▶ [EXCERPTED TEXT]:
In a sweeping and historic new claim to judicial supremacy within the national government, a divided Supreme Court on Friday ruled that the courts – not federal agencies – have the last word on those agencies’ powers.
Just because an agency’s grant of authority from Congress is ambiguous or unclear, the Court’s conservative majority declared, does not allow that agency to fill in the gaps and claim new or broader powers. It is the task of the courts to define what the law creating that agency allows it to do, the decision written by Chief Justice John G. Roberts proclaimed.
This was a rather brash echo of the comment made in 1803 by Chief Justice John Marshall that “it is emphatically the province and duty of the judicial department to say what the law is.” It also was a modern echo of the Court’s repeated rejection in the 1930s of President Franklin Roosevelt’s New Deal remedies for the Great Depression.
In today’s legal world, the new decision will be deeply satisfying to legions of conservative academics and practitioners who have waged an unending challenge to the actions of what they call the “unelected fourth branch of government” – the federal regulatory agencies that technically are part of the Executive Branch but have significant independence.
The Court’s dominant bloc of six conservative Justices have given new life to that challenge by a number of rulings – especially against pollution controls and anti-covid workplace safety rules. Friday’ ruling, though, goes the furthest of anything that this majority has yet done.
Another champion of curbing the federal bureaucracy is former President Donald Trump, who with his allies has pursued a robust challenge to what they have called the “Deep State.” If he is elected President again, he has vowed a more rigorous effort to undo government regulation.
Friday’s ruling came in the case of Loper Bright Enterprises v. U.S. Secretary of Commerce Gina Raimondo. The case involved a challenge to the Commerce Department’s view of its own authority to regulate the fishery industry. The Court used that challenge to overrule a famous 1984 decision, Chevron v. Natural Resources Defense Council.

▶ [DATA]:

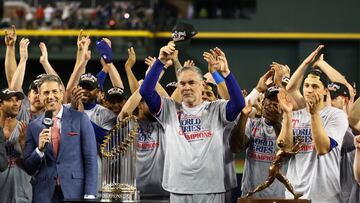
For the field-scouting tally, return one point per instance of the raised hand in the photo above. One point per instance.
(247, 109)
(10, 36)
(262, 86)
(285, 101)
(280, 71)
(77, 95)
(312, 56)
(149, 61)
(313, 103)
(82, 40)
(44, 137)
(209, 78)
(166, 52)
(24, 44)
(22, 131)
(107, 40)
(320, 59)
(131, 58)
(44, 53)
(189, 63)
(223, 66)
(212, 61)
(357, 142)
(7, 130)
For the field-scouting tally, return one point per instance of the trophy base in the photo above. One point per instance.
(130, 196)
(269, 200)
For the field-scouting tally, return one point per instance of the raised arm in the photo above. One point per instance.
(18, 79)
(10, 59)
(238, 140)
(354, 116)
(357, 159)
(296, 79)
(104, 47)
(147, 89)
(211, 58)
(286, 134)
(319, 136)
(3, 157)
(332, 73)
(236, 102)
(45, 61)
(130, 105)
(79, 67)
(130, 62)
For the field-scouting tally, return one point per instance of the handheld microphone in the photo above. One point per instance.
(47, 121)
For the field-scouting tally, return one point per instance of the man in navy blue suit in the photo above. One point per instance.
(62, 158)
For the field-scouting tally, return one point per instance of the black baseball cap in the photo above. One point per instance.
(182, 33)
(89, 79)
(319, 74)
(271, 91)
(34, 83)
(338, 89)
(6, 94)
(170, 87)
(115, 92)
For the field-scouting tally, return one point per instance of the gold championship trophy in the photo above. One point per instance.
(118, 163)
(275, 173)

---

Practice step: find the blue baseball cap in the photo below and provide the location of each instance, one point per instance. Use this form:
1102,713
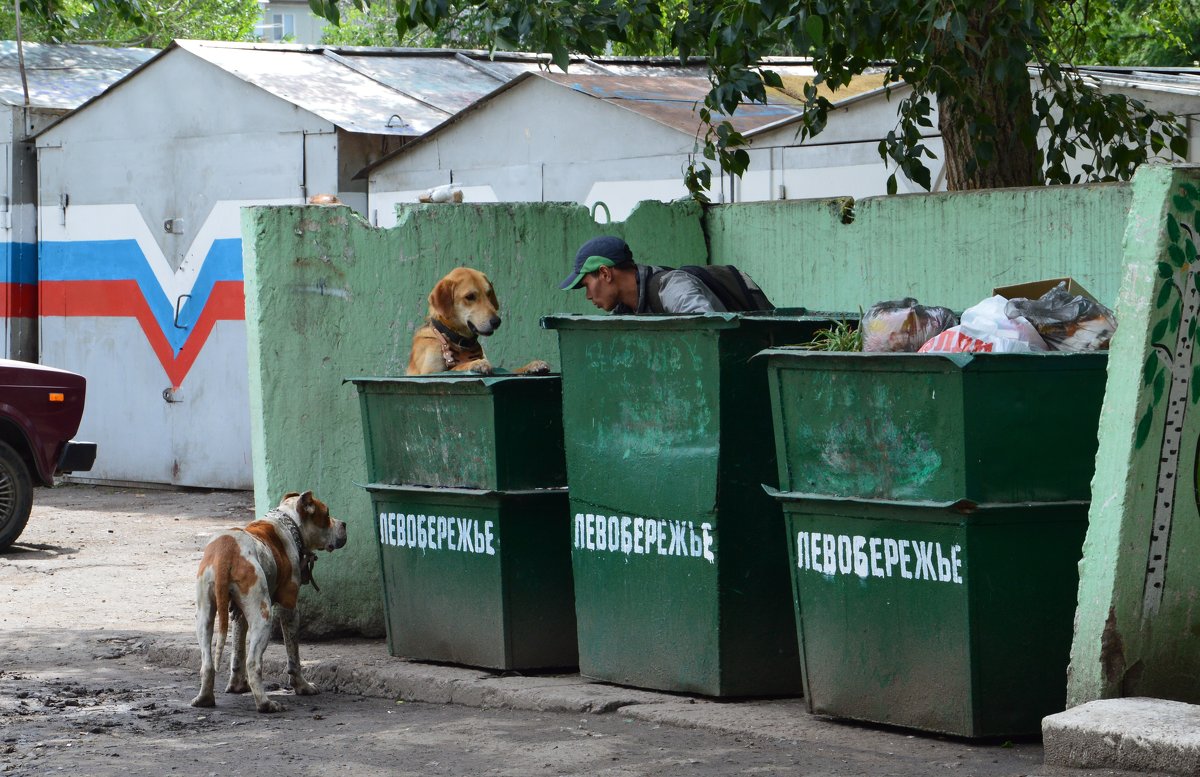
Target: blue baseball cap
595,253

▶ [TASK ITEM A]:
In the article on the Supreme Court ruling, which 1984 decision did the Court overrule?
▶ [TASK ITEM B]:
Print the part of the article on the Supreme Court ruling starting at "In a sweeping" and ending at "G. Roberts proclaimed.".

▶ [SOLUTION A]:
Chevron v. Natural Resources Defense Council.

▶ [SOLUTION B]:
In a sweeping and historic new claim to judicial supremacy within the national government, a divided Supreme Court on Friday ruled that the courts – not federal agencies – have the last word on those agencies’ powers.
Just because an agency’s grant of authority from Congress is ambiguous or unclear, the Court’s conservative majority declared, does not allow that agency to fill in the gaps and claim new or broader powers. It is the task of the courts to define what the law creating that agency allows it to do, the decision written by Chief Justice John G. Roberts proclaimed.